> _Aim_: How many of the lines below contain the word "this"? Reply with the number alone.

> _Dataset entries_:
[start]

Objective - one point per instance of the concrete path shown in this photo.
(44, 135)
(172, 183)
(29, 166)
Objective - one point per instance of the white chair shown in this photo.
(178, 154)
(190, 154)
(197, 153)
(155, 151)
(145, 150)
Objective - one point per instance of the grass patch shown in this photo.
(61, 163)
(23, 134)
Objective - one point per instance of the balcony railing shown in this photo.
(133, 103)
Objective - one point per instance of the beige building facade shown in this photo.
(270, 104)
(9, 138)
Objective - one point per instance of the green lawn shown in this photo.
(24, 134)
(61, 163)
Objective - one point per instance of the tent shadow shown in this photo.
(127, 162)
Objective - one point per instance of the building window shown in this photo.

[end]
[start]

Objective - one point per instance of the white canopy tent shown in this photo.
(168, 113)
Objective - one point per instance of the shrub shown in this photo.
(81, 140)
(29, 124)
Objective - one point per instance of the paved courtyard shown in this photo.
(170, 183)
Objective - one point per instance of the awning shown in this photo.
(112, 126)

[end]

> _Full answer_: 12